> _What you have to do_:
Count the lines in the entries below that contain the string "target", with case counting, and reply with only that number.
-- Start of Records provided --
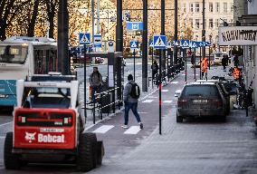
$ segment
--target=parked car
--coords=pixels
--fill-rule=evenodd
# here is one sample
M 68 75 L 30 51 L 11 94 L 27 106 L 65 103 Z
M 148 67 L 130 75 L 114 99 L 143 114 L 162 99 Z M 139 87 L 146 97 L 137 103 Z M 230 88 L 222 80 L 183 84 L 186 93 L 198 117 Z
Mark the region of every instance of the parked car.
M 104 63 L 104 58 L 101 57 L 95 58 L 95 63 Z
M 76 56 L 72 56 L 73 63 L 84 63 L 85 59 L 83 54 L 77 54 Z M 87 63 L 91 63 L 92 60 L 90 57 L 86 57 Z
M 191 82 L 184 86 L 177 100 L 176 122 L 188 117 L 213 116 L 225 120 L 226 101 L 218 84 Z
M 226 114 L 228 115 L 230 113 L 230 94 L 224 87 L 224 81 L 221 81 L 221 80 L 207 80 L 207 81 L 206 80 L 197 80 L 196 82 L 214 82 L 214 83 L 219 85 L 221 92 L 222 92 L 222 94 L 225 99 Z

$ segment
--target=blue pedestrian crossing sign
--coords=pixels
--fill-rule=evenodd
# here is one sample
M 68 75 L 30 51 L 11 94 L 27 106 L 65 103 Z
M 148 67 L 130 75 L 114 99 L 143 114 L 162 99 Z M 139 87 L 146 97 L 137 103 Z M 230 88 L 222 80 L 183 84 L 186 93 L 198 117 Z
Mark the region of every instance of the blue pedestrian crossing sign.
M 167 48 L 166 35 L 154 35 L 154 49 L 165 50 Z
M 138 48 L 138 41 L 130 41 L 130 51 L 134 52 Z
M 80 44 L 90 44 L 90 34 L 80 33 Z
M 181 47 L 188 48 L 189 47 L 189 40 L 182 40 L 180 43 Z

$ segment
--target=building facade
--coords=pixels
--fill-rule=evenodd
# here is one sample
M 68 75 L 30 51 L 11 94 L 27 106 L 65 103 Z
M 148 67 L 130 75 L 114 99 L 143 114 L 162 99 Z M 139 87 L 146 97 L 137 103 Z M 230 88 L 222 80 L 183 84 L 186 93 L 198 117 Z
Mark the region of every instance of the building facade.
M 205 40 L 217 44 L 218 27 L 233 23 L 233 0 L 205 0 Z M 193 40 L 202 40 L 203 0 L 180 0 L 180 26 L 191 25 Z

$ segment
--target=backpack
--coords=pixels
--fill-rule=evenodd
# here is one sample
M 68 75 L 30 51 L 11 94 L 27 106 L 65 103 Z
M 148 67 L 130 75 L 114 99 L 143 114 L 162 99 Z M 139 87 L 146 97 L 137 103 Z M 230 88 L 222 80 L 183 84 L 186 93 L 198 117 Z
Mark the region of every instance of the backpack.
M 131 91 L 129 95 L 133 98 L 133 99 L 138 99 L 140 96 L 140 88 L 139 86 L 135 82 L 129 82 L 129 84 L 131 84 Z

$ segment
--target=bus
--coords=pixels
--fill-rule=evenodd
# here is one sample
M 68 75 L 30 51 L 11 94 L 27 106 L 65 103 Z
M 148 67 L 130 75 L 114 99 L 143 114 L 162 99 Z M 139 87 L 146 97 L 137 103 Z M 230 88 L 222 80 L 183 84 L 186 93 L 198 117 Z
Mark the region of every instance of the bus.
M 57 72 L 57 65 L 53 39 L 14 36 L 0 42 L 0 107 L 16 105 L 16 80 Z

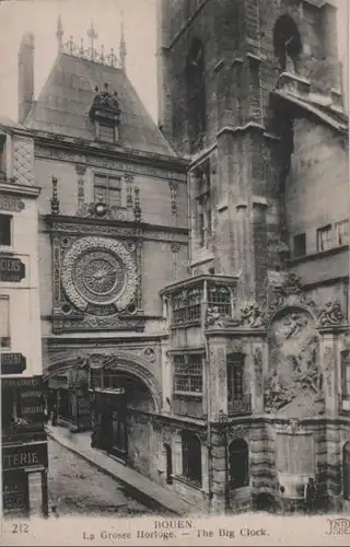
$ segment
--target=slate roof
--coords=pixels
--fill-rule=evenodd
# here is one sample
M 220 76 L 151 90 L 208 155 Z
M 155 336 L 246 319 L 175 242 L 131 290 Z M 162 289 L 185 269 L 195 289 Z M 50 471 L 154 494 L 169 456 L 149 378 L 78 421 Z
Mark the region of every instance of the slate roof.
M 120 146 L 162 155 L 175 152 L 148 114 L 126 73 L 114 67 L 59 54 L 25 127 L 88 141 L 95 140 L 89 110 L 96 85 L 108 83 L 121 109 Z

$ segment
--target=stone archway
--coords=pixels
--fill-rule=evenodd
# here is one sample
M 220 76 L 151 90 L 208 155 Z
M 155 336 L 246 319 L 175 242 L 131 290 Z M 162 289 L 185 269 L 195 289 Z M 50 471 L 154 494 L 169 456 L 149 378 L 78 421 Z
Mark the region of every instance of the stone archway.
M 161 411 L 162 389 L 159 380 L 149 370 L 147 363 L 127 351 L 110 349 L 108 352 L 93 352 L 75 349 L 60 352 L 52 356 L 44 368 L 44 380 L 46 381 L 73 368 L 88 366 L 90 361 L 94 361 L 95 365 L 104 366 L 110 371 L 120 372 L 139 380 L 149 389 L 154 403 L 155 412 Z

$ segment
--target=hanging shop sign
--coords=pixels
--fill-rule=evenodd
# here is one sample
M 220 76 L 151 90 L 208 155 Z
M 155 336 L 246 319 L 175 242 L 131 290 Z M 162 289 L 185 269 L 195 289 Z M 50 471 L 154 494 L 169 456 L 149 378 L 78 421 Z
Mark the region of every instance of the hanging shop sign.
M 42 376 L 2 379 L 1 398 L 3 441 L 43 439 L 45 400 Z
M 47 443 L 31 443 L 18 446 L 2 446 L 2 469 L 47 467 Z
M 26 358 L 22 353 L 0 353 L 1 374 L 22 374 Z
M 2 211 L 21 212 L 25 208 L 24 202 L 14 196 L 0 196 L 0 209 Z
M 25 277 L 25 265 L 20 258 L 0 256 L 0 281 L 18 283 Z

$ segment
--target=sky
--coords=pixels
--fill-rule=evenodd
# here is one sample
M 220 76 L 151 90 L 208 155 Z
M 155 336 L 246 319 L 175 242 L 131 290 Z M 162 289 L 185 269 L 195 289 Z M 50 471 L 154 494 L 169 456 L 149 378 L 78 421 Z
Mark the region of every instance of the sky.
M 215 0 L 220 1 L 220 0 Z M 338 49 L 346 66 L 347 22 L 350 0 L 338 3 Z M 127 73 L 144 106 L 156 121 L 156 0 L 0 0 L 0 115 L 18 119 L 18 51 L 25 32 L 35 35 L 35 98 L 37 98 L 57 55 L 58 14 L 63 25 L 63 43 L 72 35 L 78 45 L 94 22 L 96 49 L 119 48 L 121 13 L 127 43 Z M 348 88 L 349 89 L 349 88 Z

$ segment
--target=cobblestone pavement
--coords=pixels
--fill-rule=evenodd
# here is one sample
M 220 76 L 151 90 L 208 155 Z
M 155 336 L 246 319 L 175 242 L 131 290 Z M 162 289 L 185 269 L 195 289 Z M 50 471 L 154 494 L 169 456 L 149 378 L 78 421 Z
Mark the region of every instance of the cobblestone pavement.
M 52 439 L 48 440 L 48 503 L 50 514 L 166 516 L 165 509 L 105 475 Z

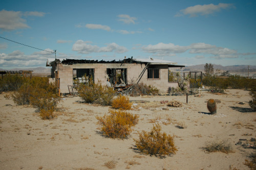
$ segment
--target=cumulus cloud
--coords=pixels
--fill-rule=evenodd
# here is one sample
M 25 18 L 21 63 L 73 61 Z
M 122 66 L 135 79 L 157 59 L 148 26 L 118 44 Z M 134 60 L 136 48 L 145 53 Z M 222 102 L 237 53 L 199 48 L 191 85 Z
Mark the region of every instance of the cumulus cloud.
M 17 29 L 29 28 L 26 20 L 23 16 L 43 16 L 45 13 L 39 12 L 25 12 L 0 11 L 0 29 L 3 31 L 12 31 Z
M 239 54 L 234 50 L 222 47 L 217 47 L 204 43 L 195 43 L 188 46 L 180 46 L 173 43 L 165 44 L 162 42 L 156 45 L 150 44 L 142 47 L 146 53 L 154 54 L 159 57 L 172 56 L 177 53 L 182 53 L 189 51 L 190 54 L 211 55 L 211 57 L 220 59 L 238 58 Z M 198 55 L 196 58 L 202 58 L 203 55 Z
M 189 15 L 190 17 L 197 16 L 198 15 L 207 15 L 219 12 L 223 9 L 235 8 L 235 6 L 232 4 L 219 3 L 217 5 L 212 4 L 203 5 L 197 5 L 181 10 L 175 15 L 175 16 L 178 17 L 184 15 Z
M 196 57 L 195 57 L 195 58 L 196 58 L 197 59 L 201 59 L 202 58 L 204 58 L 204 56 L 196 56 Z
M 72 40 L 57 40 L 57 43 L 70 43 L 72 42 Z
M 88 54 L 92 53 L 109 53 L 115 52 L 123 53 L 128 50 L 124 46 L 120 46 L 113 42 L 107 45 L 106 46 L 100 47 L 97 45 L 91 44 L 91 42 L 77 40 L 73 45 L 72 50 L 78 52 L 79 54 Z
M 117 32 L 122 34 L 134 34 L 136 33 L 142 33 L 142 32 L 139 31 L 127 31 L 127 30 L 118 30 Z
M 102 26 L 99 24 L 88 23 L 86 25 L 86 27 L 89 29 L 100 29 L 110 31 L 111 29 L 107 26 Z
M 41 17 L 44 16 L 45 15 L 45 13 L 42 12 L 37 12 L 37 11 L 30 11 L 30 12 L 25 12 L 24 14 L 24 16 L 39 16 Z
M 122 21 L 126 24 L 135 24 L 135 20 L 137 20 L 136 17 L 131 17 L 129 15 L 125 14 L 118 15 L 117 17 L 119 18 L 119 19 L 118 19 L 118 21 Z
-- End of Records provided --
> _Solution to the exercise_:
11